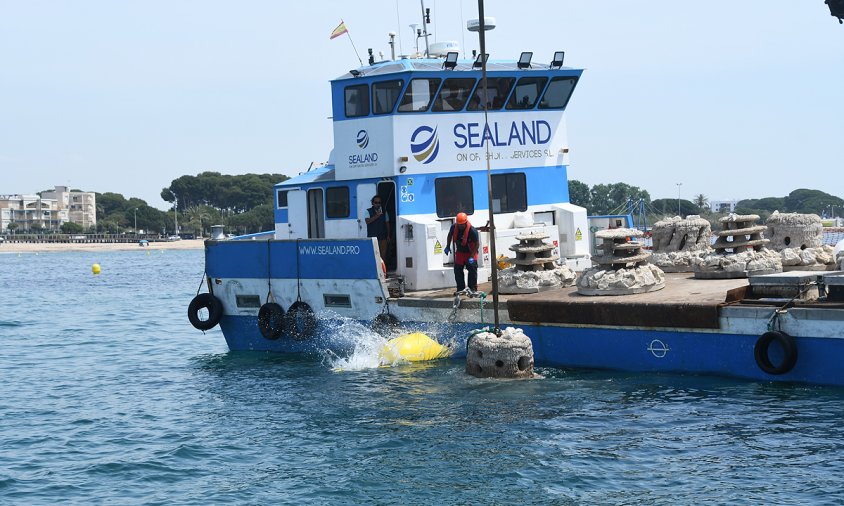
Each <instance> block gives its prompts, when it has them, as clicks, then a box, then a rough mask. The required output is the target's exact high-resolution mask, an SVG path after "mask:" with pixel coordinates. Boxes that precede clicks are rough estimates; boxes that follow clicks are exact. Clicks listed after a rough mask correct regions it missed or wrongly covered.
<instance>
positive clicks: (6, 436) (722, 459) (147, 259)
mask: <svg viewBox="0 0 844 506" xmlns="http://www.w3.org/2000/svg"><path fill="white" fill-rule="evenodd" d="M0 248H2V246H0ZM139 250H140V251H128V252H109V253H105V252H103V253H51V254H39V255H35V254H31V253H30V254H21V255H20V256H18V255H17V254H0V280H2V286H3V290H2V296H0V504H27V505H30V504H57V503H62V504H65V503H67V504H89V503H109V504H121V505H123V504H203V505H204V504H212V503H238V504H283V503H297V504H298V503H318V504H701V503H719V504H727V503H729V504H742V503H744V504H795V505H796V504H810V503H826V504H841V503H844V478H843V477H842V472H841V471H842V469H844V424H842V423H841V420H842V419H844V390H842V389H837V388H829V387H817V386H807V385H795V384H772V383H763V382H740V381H733V380H728V379H720V378H711V377H695V376H678V375H632V374H621V373H612V372H601V371H571V370H557V369H542V368H540V369H539V370H538V372H539V373H541V375H542V376H543V378H542V379H537V380H530V381H495V380H481V379H476V378H472V377H469V376H467V375H466V374H465V373H464V372H463V366H464V365H463V363H462V362H460V361H457V360H446V361H440V362H437V363H429V364H413V365H411V364H395V365H393V366H391V367H383V366H380V364H379V363H378V361H377V360H373V355H372V354H373V353H374V351H373V350H377V349H378V347H379V345H380V344H381V341H378V338H376V337H374V335H373V334H372V333H371V332H369V331H368V329H367V328H366V327H365V326H362V325H359V324H356V323H354V322H347V323H344V324H341V325H340V328H341V329H342V330H343V331H344V332H346V333H348V334H355V333H357V334H358V335H359V339H360V341H361V345H360V346H359V347H357V348H356V350H357V351H355V352H353V353H352V355H350V356H347V357H331V356H329V355H325V354H317V355H315V356H313V357H290V356H280V355H273V354H264V353H230V352H228V351H227V349H226V346H225V343H224V340H223V337H222V335H221V334H220V332H219V330H218V329H213V330H211V331H209V332H207V333H205V334H203V333H202V332H200V331H198V330H195V329H193V328H192V327H191V326H190V324H189V323H188V321H187V316H186V308H187V305H188V302H189V301H190V299H191V298H192V297H193V296H194V294H195V293H196V291H197V288H198V287H199V286H200V283H201V281H202V276H203V255H202V252H201V251H157V250H154V249H150V250H147V249H140V248H139ZM0 251H1V250H0ZM94 263H98V264H100V265H101V269H102V272H101V274H100V275H98V276H95V275H93V274H92V273H91V266H92V264H94Z"/></svg>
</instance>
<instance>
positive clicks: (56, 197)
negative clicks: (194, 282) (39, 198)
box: [41, 186, 97, 230]
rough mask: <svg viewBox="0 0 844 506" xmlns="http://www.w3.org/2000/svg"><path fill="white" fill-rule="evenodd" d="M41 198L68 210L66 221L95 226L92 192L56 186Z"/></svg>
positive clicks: (86, 227) (94, 211)
mask: <svg viewBox="0 0 844 506" xmlns="http://www.w3.org/2000/svg"><path fill="white" fill-rule="evenodd" d="M41 196H42V197H46V198H50V199H55V200H56V201H57V202H58V204H59V209H67V210H68V221H71V222H73V223H78V224H80V225H82V228H84V229H85V230H88V227H91V226H94V225H96V224H97V195H96V193H94V192H77V191H71V190H70V189H69V188H68V187H67V186H56V189H55V190H53V191H51V192H42V193H41Z"/></svg>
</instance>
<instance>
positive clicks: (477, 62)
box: [472, 53, 489, 69]
mask: <svg viewBox="0 0 844 506" xmlns="http://www.w3.org/2000/svg"><path fill="white" fill-rule="evenodd" d="M487 60H489V53H484V54H479V55H478V57H477V58H475V63H473V64H472V68H473V69H479V68H481V67H483V66H484V64H486V62H487Z"/></svg>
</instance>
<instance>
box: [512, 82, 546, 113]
mask: <svg viewBox="0 0 844 506" xmlns="http://www.w3.org/2000/svg"><path fill="white" fill-rule="evenodd" d="M547 82H548V78H547V77H523V78H521V79H519V82H518V83H516V88H515V89H514V90H513V94H512V95H511V96H510V101H509V102H507V109H533V106H535V105H536V101H537V100H538V99H539V97H540V95H542V90H543V89H544V88H545V83H547Z"/></svg>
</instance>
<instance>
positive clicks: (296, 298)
mask: <svg viewBox="0 0 844 506" xmlns="http://www.w3.org/2000/svg"><path fill="white" fill-rule="evenodd" d="M299 241H300V239H296V302H301V300H302V276H301V274H300V273H299Z"/></svg>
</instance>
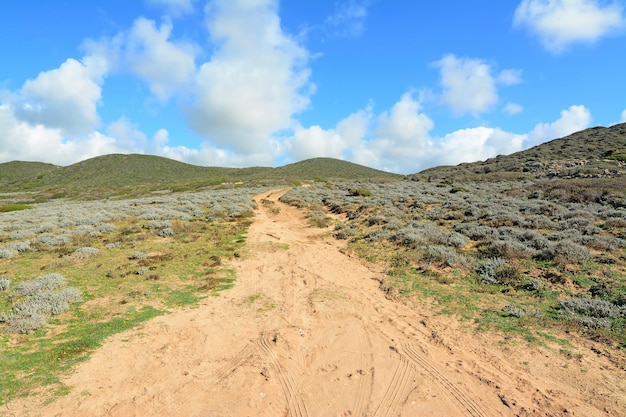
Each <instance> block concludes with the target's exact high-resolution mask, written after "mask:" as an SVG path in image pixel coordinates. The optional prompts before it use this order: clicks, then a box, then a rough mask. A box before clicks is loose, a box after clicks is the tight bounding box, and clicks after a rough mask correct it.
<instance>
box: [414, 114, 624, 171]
mask: <svg viewBox="0 0 626 417" xmlns="http://www.w3.org/2000/svg"><path fill="white" fill-rule="evenodd" d="M624 176H626V123H622V124H617V125H614V126H611V127H594V128H590V129H585V130H582V131H580V132H576V133H573V134H571V135H569V136H566V137H563V138H559V139H554V140H552V141H550V142H547V143H543V144H541V145H538V146H535V147H533V148H530V149H527V150H525V151H521V152H516V153H514V154H511V155H507V156H498V157H496V158H490V159H487V160H486V161H480V162H473V163H464V164H459V165H457V166H441V167H435V168H430V169H427V170H424V171H421V172H419V173H417V174H414V175H412V178H413V179H416V180H429V179H430V180H432V179H437V180H453V181H498V180H519V179H544V178H562V179H572V178H614V177H624Z"/></svg>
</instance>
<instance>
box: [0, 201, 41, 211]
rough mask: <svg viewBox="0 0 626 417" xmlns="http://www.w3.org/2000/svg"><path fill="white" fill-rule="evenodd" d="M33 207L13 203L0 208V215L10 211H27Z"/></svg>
mask: <svg viewBox="0 0 626 417" xmlns="http://www.w3.org/2000/svg"><path fill="white" fill-rule="evenodd" d="M32 208H33V206H31V205H28V204H22V203H14V204H5V205H3V206H0V213H8V212H10V211H19V210H28V209H32Z"/></svg>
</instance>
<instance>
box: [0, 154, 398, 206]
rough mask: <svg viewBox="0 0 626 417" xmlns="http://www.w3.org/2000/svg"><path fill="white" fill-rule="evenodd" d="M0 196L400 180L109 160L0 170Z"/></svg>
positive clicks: (6, 167) (152, 162)
mask: <svg viewBox="0 0 626 417" xmlns="http://www.w3.org/2000/svg"><path fill="white" fill-rule="evenodd" d="M0 173H1V174H0V192H12V191H38V192H44V193H47V194H48V195H58V196H68V197H86V198H100V197H106V196H111V195H124V194H133V195H137V194H142V193H145V192H149V191H155V190H164V189H175V190H184V189H198V188H202V187H206V186H213V185H218V184H222V183H227V182H263V181H267V180H271V181H280V180H289V181H294V180H297V181H306V180H320V179H328V180H330V179H333V180H355V179H383V180H395V179H400V178H402V176H401V175H397V174H392V173H388V172H384V171H379V170H375V169H372V168H368V167H365V166H362V165H358V164H354V163H350V162H346V161H341V160H337V159H332V158H315V159H310V160H306V161H301V162H297V163H294V164H290V165H286V166H283V167H278V168H269V167H250V168H220V167H203V166H197V165H190V164H186V163H183V162H179V161H174V160H171V159H168V158H163V157H159V156H152V155H136V154H131V155H122V154H112V155H104V156H98V157H95V158H91V159H87V160H85V161H81V162H78V163H76V164H73V165H70V166H67V167H57V166H54V165H50V164H42V163H33V162H9V163H5V164H0Z"/></svg>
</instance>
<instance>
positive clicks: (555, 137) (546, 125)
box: [525, 106, 591, 148]
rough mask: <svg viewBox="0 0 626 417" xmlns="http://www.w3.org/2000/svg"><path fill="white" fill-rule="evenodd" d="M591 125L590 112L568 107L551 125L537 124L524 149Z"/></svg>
mask: <svg viewBox="0 0 626 417" xmlns="http://www.w3.org/2000/svg"><path fill="white" fill-rule="evenodd" d="M590 124H591V112H590V111H589V110H588V109H587V108H586V107H585V106H570V107H569V108H568V109H567V110H562V111H561V117H559V118H558V119H557V120H555V121H554V122H552V123H539V124H537V125H536V126H535V128H534V129H533V130H532V132H530V133H529V134H528V138H527V140H526V142H525V147H526V148H529V147H531V146H535V145H539V144H540V143H543V142H546V141H549V140H552V139H557V138H561V137H564V136H567V135H570V134H572V133H574V132H578V131H580V130H583V129H586V128H588V127H589V125H590Z"/></svg>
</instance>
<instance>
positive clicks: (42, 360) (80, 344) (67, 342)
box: [0, 306, 163, 405]
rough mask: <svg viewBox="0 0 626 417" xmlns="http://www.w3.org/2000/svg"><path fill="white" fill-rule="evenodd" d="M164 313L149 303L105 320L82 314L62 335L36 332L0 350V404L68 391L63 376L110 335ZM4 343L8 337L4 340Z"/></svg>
mask: <svg viewBox="0 0 626 417" xmlns="http://www.w3.org/2000/svg"><path fill="white" fill-rule="evenodd" d="M160 314H163V311H161V310H157V309H155V308H152V307H149V306H146V307H143V308H141V309H140V310H136V309H134V308H131V309H129V310H128V311H127V312H126V313H125V314H123V315H122V316H120V317H115V318H113V319H111V320H109V321H106V322H100V323H89V322H86V321H84V320H81V319H79V318H75V320H74V322H73V323H72V324H70V325H69V326H68V329H67V331H66V332H65V333H63V335H62V336H59V337H52V338H50V337H47V336H46V335H45V332H41V333H39V334H34V335H32V336H31V337H29V338H28V339H26V340H24V341H23V342H22V343H20V345H19V346H17V347H14V348H11V349H6V348H4V349H3V350H2V351H1V352H0V362H1V363H2V367H1V368H0V405H2V404H5V403H6V402H7V401H9V400H10V399H13V398H17V397H26V396H29V395H32V394H35V393H38V392H42V390H43V389H44V387H45V391H46V392H54V393H56V394H59V393H64V392H65V393H66V392H68V391H67V387H65V386H64V385H63V384H62V383H61V382H60V377H61V376H62V375H63V374H64V373H65V372H67V371H68V370H69V369H71V367H72V366H74V365H75V364H76V363H78V362H81V361H84V360H85V359H86V358H87V357H88V355H89V354H90V353H91V352H93V351H94V350H95V349H96V348H97V347H99V346H100V345H101V344H102V341H103V340H104V339H106V338H107V337H109V336H111V335H113V334H116V333H120V332H122V331H125V330H128V329H131V328H133V327H134V326H136V325H138V324H139V323H142V322H145V321H146V320H149V319H151V318H153V317H156V316H158V315H160ZM2 342H3V345H4V344H5V343H6V342H7V338H5V340H3V341H2Z"/></svg>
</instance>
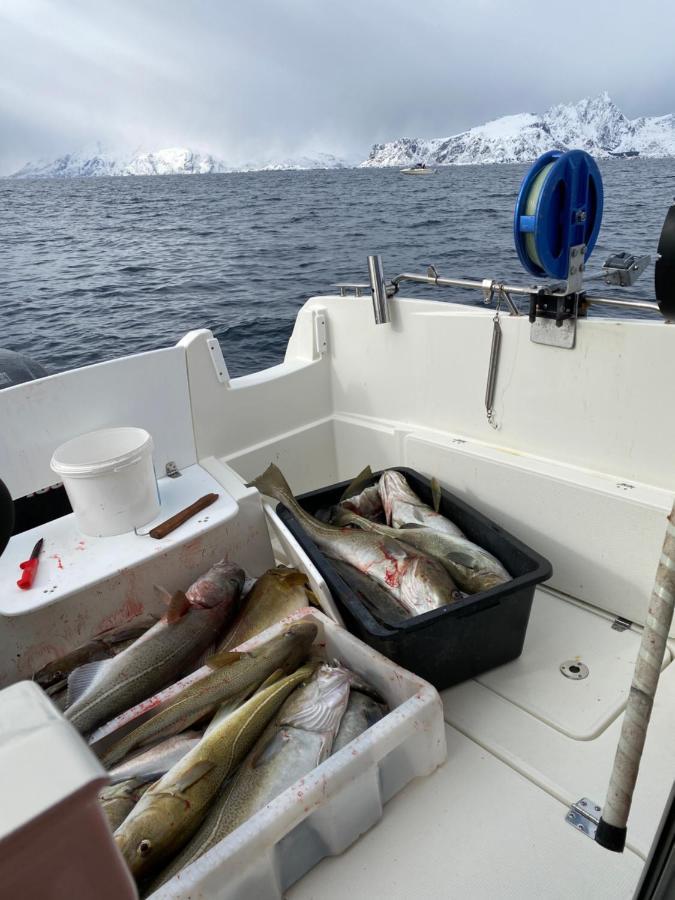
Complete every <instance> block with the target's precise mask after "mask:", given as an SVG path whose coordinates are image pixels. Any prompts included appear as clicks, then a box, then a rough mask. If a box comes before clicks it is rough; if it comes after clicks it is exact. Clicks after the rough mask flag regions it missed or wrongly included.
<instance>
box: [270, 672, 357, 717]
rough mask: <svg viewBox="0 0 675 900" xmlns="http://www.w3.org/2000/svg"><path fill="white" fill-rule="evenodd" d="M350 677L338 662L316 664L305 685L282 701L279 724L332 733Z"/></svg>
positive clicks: (338, 715)
mask: <svg viewBox="0 0 675 900" xmlns="http://www.w3.org/2000/svg"><path fill="white" fill-rule="evenodd" d="M353 677H354V676H353V673H352V672H350V671H349V669H345V668H344V667H343V666H341V665H333V666H331V665H328V664H327V663H324V664H322V665H320V666H319V667H318V668H317V669H316V671H315V672H314V674H313V675H312V677H311V678H310V679H309V681H308V682H307V684H306V685H305V686H304V687H302V688H299V689H298V690H296V691H295V693H294V694H292V695H291V697H290V699H289V700H287V701H286V703H285V705H284V707H283V711H282V715H281V717H280V724H281V725H288V726H292V727H294V728H302V729H303V730H305V731H315V732H320V733H322V734H325V733H333V734H334V733H335V732H336V731H337V729H338V728H339V726H340V720H341V719H342V716H343V714H344V711H345V709H346V707H347V702H348V700H349V688H350V684H351V682H352V679H353Z"/></svg>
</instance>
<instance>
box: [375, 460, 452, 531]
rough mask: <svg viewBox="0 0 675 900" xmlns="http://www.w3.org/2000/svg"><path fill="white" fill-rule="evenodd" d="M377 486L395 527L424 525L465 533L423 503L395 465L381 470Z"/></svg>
mask: <svg viewBox="0 0 675 900" xmlns="http://www.w3.org/2000/svg"><path fill="white" fill-rule="evenodd" d="M378 488H379V491H380V497H381V498H382V505H383V506H384V513H385V515H386V517H387V524H388V525H391V526H392V527H393V528H408V527H410V526H411V525H412V526H413V527H415V526H419V525H423V526H425V527H426V528H431V529H432V530H434V531H440V532H443V533H444V534H450V535H454V536H456V537H463V536H464V535H463V533H462V532H461V531H460V530H459V528H458V527H457V526H456V525H455V524H454V523H452V522H451V521H450V519H446V517H445V516H442V515H441V514H440V513H439V512H436V511H435V510H433V509H432V508H431V507H430V506H427V504H426V503H422V501H421V500H420V498H419V497H418V496H417V494H416V493H415V492H414V491H413V489H412V488H411V487H410V485H409V484H408V482H407V481H406V480H405V478H404V476H403V475H401V473H400V472H397V471H396V470H395V469H387V471H386V472H383V473H382V475H381V477H380V482H379V484H378Z"/></svg>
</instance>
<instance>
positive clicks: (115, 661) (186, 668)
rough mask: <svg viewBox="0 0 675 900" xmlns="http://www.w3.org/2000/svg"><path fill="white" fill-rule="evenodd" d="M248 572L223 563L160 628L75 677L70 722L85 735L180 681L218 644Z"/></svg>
mask: <svg viewBox="0 0 675 900" xmlns="http://www.w3.org/2000/svg"><path fill="white" fill-rule="evenodd" d="M244 577H245V576H244V572H243V570H242V569H240V568H239V567H238V566H235V565H233V564H232V563H228V562H225V561H224V560H223V561H221V562H219V563H216V564H215V566H213V567H212V568H211V569H210V570H209V571H208V572H207V573H206V575H203V576H202V577H201V578H198V579H197V581H196V582H195V583H194V584H193V585H192V586H191V587H190V588H189V589H188V591H187V592H186V593H185V594H182V593H181V592H177V593H176V594H174V596H173V598H172V601H171V604H170V606H169V611H168V613H167V615H166V617H165V618H162V619H161V620H160V621H159V622H157V624H156V625H153V627H152V628H150V630H149V631H146V633H145V634H144V635H143V636H142V637H140V638H139V639H138V640H137V641H134V643H133V644H132V645H131V646H130V647H128V648H127V649H126V650H124V651H123V652H122V653H120V654H119V655H118V656H115V657H114V658H113V659H107V660H103V661H101V662H93V663H88V664H87V665H85V666H81V667H80V668H79V669H76V670H75V671H74V672H72V673H71V675H70V678H69V680H68V699H69V705H68V708H67V709H66V712H65V716H66V718H67V719H69V720H70V722H72V724H73V725H74V726H75V727H76V728H77V729H78V730H79V731H80V732H82V733H84V734H86V733H88V732H90V731H91V730H92V729H94V728H95V727H96V726H97V725H98V724H100V723H101V722H105V721H107V720H108V719H110V718H112V717H113V716H114V715H116V714H117V713H119V712H121V711H122V710H124V709H128V707H130V706H133V705H134V704H135V703H138V702H139V701H141V700H143V699H145V698H146V697H149V696H150V695H151V694H153V693H155V691H157V690H158V689H159V688H161V687H163V686H164V685H165V684H167V682H169V681H172V680H174V681H175V679H176V678H177V677H179V676H180V675H181V674H182V673H183V672H184V671H185V670H186V669H187V668H188V667H189V666H190V665H191V664H192V663H194V662H195V661H196V660H198V659H199V657H200V656H201V655H202V654H203V653H204V651H205V650H206V649H207V648H208V647H210V646H211V644H213V643H214V641H215V640H216V638H217V637H218V635H219V634H220V632H221V631H222V628H223V626H224V625H225V622H226V621H227V619H228V617H229V616H230V615H231V614H232V613H233V612H234V607H235V603H236V601H237V599H238V597H239V594H240V592H241V588H242V585H243V583H244Z"/></svg>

# # #

## Required work
Among the entries above, locate the lines containing "677L338 662L316 664L305" and "box: [375, 460, 452, 531]", and transcribe exactly those two lines and all lines between.

## Written solution
rough mask: <svg viewBox="0 0 675 900" xmlns="http://www.w3.org/2000/svg"><path fill="white" fill-rule="evenodd" d="M350 677L338 662L316 664L305 685L282 701L279 724L332 733Z"/></svg>
positive clicks: (338, 715)
mask: <svg viewBox="0 0 675 900" xmlns="http://www.w3.org/2000/svg"><path fill="white" fill-rule="evenodd" d="M353 677H354V676H353V673H352V672H350V671H349V669H345V668H344V667H343V666H341V665H333V666H331V665H328V664H327V663H324V664H322V665H320V666H319V667H318V668H317V669H316V671H315V672H314V674H313V675H312V677H311V678H310V679H309V681H308V682H307V684H306V685H305V686H304V687H302V688H299V689H298V690H296V691H295V693H294V694H292V695H291V697H290V699H289V700H287V701H286V703H285V705H284V707H283V711H282V715H281V717H280V724H281V725H288V726H292V727H294V728H302V729H303V730H305V731H315V732H320V733H322V734H325V733H333V734H334V733H335V732H336V731H337V729H338V728H339V726H340V720H341V719H342V716H343V714H344V711H345V709H346V707H347V702H348V700H349V688H350V684H351V682H352V679H353Z"/></svg>
</instance>
<instance>
box: [375, 460, 452, 531]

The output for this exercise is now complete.